EXERCISE BRIEF: Reproduce the records exactly.

EXTRACTED INFORMATION:
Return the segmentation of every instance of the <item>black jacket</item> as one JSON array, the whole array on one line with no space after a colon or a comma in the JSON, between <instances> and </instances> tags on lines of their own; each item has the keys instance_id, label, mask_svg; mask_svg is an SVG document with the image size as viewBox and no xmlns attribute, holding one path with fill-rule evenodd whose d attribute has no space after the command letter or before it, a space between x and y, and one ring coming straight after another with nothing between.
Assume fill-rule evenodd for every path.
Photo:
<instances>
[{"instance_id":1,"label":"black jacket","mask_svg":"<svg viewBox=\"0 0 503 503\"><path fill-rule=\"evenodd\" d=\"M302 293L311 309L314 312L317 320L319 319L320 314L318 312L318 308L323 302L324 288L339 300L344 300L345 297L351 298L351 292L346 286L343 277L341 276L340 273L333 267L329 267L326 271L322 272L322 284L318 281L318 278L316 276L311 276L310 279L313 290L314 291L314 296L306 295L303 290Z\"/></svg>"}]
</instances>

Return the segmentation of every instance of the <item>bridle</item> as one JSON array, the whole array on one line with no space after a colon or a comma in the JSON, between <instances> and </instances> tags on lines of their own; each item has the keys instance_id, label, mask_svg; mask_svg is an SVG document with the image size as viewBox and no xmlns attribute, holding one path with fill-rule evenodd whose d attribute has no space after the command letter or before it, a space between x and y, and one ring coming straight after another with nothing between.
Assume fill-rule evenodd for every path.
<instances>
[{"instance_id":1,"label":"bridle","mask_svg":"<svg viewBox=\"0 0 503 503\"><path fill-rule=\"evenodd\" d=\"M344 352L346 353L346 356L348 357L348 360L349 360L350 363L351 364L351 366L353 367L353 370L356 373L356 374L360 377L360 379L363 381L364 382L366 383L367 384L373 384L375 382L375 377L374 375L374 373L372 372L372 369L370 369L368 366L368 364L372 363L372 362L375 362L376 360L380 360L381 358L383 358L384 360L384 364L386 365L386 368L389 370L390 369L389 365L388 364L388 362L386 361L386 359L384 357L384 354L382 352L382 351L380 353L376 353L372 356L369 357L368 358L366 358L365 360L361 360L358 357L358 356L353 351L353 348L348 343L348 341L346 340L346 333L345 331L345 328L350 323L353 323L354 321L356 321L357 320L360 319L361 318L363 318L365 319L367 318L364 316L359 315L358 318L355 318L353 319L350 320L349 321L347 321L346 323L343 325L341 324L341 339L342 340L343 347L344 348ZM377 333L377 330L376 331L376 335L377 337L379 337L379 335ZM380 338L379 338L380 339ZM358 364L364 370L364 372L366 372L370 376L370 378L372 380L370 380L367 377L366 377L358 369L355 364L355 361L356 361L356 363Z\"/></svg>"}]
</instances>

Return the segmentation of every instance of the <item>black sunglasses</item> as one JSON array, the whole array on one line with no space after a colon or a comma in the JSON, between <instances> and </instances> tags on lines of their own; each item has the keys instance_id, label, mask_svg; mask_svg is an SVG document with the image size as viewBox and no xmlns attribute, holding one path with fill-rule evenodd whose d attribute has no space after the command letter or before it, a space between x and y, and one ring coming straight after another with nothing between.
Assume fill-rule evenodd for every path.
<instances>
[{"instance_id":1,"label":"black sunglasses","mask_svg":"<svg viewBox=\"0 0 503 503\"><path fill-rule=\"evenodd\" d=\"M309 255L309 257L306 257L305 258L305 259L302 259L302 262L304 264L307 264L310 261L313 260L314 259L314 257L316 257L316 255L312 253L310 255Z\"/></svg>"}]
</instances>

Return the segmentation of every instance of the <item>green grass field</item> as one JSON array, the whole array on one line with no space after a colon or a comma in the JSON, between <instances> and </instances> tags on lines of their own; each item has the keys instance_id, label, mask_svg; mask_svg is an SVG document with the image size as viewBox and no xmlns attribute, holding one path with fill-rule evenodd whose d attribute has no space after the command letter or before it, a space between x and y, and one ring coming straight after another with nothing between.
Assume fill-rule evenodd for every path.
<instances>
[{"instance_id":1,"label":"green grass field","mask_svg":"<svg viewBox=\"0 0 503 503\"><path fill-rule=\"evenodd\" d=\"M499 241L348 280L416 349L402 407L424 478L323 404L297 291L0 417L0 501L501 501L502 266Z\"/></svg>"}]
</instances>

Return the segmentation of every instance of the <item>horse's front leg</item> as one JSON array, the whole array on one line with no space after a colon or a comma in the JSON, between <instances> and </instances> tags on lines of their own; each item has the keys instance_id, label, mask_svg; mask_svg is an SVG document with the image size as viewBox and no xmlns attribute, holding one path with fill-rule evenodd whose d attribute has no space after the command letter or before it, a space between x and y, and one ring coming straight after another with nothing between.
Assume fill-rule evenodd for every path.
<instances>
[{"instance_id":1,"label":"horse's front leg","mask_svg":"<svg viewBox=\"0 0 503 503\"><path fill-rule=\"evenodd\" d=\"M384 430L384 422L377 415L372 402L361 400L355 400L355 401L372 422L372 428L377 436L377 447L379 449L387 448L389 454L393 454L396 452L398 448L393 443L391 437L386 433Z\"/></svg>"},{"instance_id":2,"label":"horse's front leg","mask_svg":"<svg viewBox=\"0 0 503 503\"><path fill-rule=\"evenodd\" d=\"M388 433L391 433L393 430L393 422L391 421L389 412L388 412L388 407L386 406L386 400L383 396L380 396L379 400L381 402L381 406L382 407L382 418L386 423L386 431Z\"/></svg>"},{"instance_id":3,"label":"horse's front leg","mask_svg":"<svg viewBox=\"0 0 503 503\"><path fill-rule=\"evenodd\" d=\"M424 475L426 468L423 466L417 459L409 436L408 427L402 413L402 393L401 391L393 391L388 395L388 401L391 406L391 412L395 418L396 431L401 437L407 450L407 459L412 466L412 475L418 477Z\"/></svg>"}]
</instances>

EXERCISE SOLUTION:
Return the segmentation of every instance of the <item>black jacket</item> as one JSON array, the whole array on one line with no space after a colon or a comma in the JSON, between <instances> and </instances> tags on lines of their own; each item has the keys instance_id, label, mask_svg; mask_svg is an SVG document with the image size as viewBox and no xmlns attribute, holding one path with fill-rule evenodd whose d attribute has no space after the command letter or before it, a space between x and y, and one ring coming straight after another with nothing between.
Assume fill-rule evenodd for every path.
Photo:
<instances>
[{"instance_id":1,"label":"black jacket","mask_svg":"<svg viewBox=\"0 0 503 503\"><path fill-rule=\"evenodd\" d=\"M302 293L311 309L314 312L317 320L319 319L320 314L318 312L318 308L323 302L324 288L339 300L344 300L345 297L351 298L351 292L346 286L343 277L341 276L340 273L333 267L329 267L326 271L322 272L322 284L318 281L318 278L316 276L311 276L310 279L313 290L314 291L314 296L306 295L303 290Z\"/></svg>"}]
</instances>

Return the segmentation of every instance of the <item>bridle</item> as one JSON array, the whole array on one line with no space after a colon or a comma in the JSON, between <instances> and </instances> tags on lines of their own; each item has the keys instance_id, label, mask_svg; mask_svg is an SVG document with the image size as viewBox and no xmlns attribute, holding one path with fill-rule evenodd whose d attribute has no space after the command letter or before it, a space between x and y, and one ring coming straight after another with nothing between.
Assume fill-rule evenodd for every path.
<instances>
[{"instance_id":1,"label":"bridle","mask_svg":"<svg viewBox=\"0 0 503 503\"><path fill-rule=\"evenodd\" d=\"M344 352L346 353L346 356L348 357L348 360L349 360L350 363L351 364L351 366L353 367L353 370L356 373L356 374L360 377L360 379L363 381L364 382L366 383L367 384L373 384L375 382L375 377L374 375L374 373L372 372L372 369L370 369L368 366L368 364L372 363L372 362L375 362L376 360L380 360L381 358L383 358L384 360L384 364L386 365L386 368L389 370L390 369L389 365L388 364L388 362L386 361L386 359L384 357L384 354L382 352L382 351L380 353L376 353L372 356L369 357L368 358L366 358L365 360L361 360L358 357L358 356L353 351L353 348L348 343L348 341L346 340L346 333L345 331L345 328L350 323L353 323L354 321L356 321L357 320L360 319L361 318L363 318L365 319L367 318L364 316L359 315L358 318L355 318L353 319L350 320L349 321L347 321L346 323L343 325L341 324L341 339L342 340L343 347L344 348ZM377 333L377 330L376 331L376 335L377 337L379 337L379 335ZM380 338L379 338L380 339ZM358 364L364 370L364 372L366 372L370 376L370 378L372 380L370 380L367 377L366 377L358 369L355 364L355 361L356 361L356 363Z\"/></svg>"}]
</instances>

Return the segmentation of every instance of the <item>black sunglasses</item> as one JSON array, the whole array on one line with no space after a colon or a comma in the JSON, between <instances> and </instances> tags on lines of their own; each item has the keys instance_id, label, mask_svg; mask_svg is an SVG document with the image size as viewBox and no xmlns attribute, holding one path with fill-rule evenodd whose d attribute has no space after the command letter or before it, a space between x and y, and one ring coming straight after another with nothing between.
Assume fill-rule evenodd for every path.
<instances>
[{"instance_id":1,"label":"black sunglasses","mask_svg":"<svg viewBox=\"0 0 503 503\"><path fill-rule=\"evenodd\" d=\"M309 255L309 257L306 257L305 258L305 259L302 259L302 262L304 264L307 264L310 261L313 260L314 259L314 257L316 257L316 255L312 253L310 255Z\"/></svg>"}]
</instances>

Return the segmentation of every instance of the <item>green grass field</item> as one JSON array, the whole array on one line with no space after a colon or a comma in the JSON, between <instances> and </instances> tags on lines of their own; each item has the keys instance_id, label, mask_svg; mask_svg is an SVG document with the image size as viewBox and no xmlns attribute, holding one path with fill-rule evenodd whose d attribute has no space after the command letter or before it, a space between x and y, and one ring coming straight after another with nothing between.
Assume fill-rule evenodd for every path.
<instances>
[{"instance_id":1,"label":"green grass field","mask_svg":"<svg viewBox=\"0 0 503 503\"><path fill-rule=\"evenodd\" d=\"M499 241L348 280L416 349L402 407L424 478L323 404L297 291L0 417L0 501L501 501L502 266Z\"/></svg>"}]
</instances>

Return the segmentation of every instance of the <item>horse's front leg</item> as one JSON array, the whole array on one line with no space after a colon or a comma in the JSON, between <instances> and </instances> tags on lines of their own; each item has the keys instance_id, label, mask_svg; mask_svg is an SVG document with the image size as viewBox and no xmlns attribute, holding one path with fill-rule evenodd whose d attribute has no space after the command letter or before it, a space between x and y, and one ring coming straight after another with nothing between.
Assume fill-rule evenodd for every path.
<instances>
[{"instance_id":1,"label":"horse's front leg","mask_svg":"<svg viewBox=\"0 0 503 503\"><path fill-rule=\"evenodd\" d=\"M384 430L384 422L377 415L372 402L361 400L355 400L355 401L372 422L372 428L377 436L377 447L379 449L387 448L389 454L393 454L396 452L398 448L393 443L391 437L386 433Z\"/></svg>"},{"instance_id":2,"label":"horse's front leg","mask_svg":"<svg viewBox=\"0 0 503 503\"><path fill-rule=\"evenodd\" d=\"M388 433L391 433L393 430L393 422L391 421L389 412L388 412L388 407L386 406L386 400L383 396L380 396L379 400L381 402L381 406L382 407L382 418L386 423L386 431Z\"/></svg>"},{"instance_id":3,"label":"horse's front leg","mask_svg":"<svg viewBox=\"0 0 503 503\"><path fill-rule=\"evenodd\" d=\"M424 475L426 468L423 466L417 459L409 436L408 427L402 413L402 393L401 391L393 391L388 395L388 401L391 406L391 412L395 418L396 431L401 437L407 450L407 459L412 466L412 475L418 477Z\"/></svg>"}]
</instances>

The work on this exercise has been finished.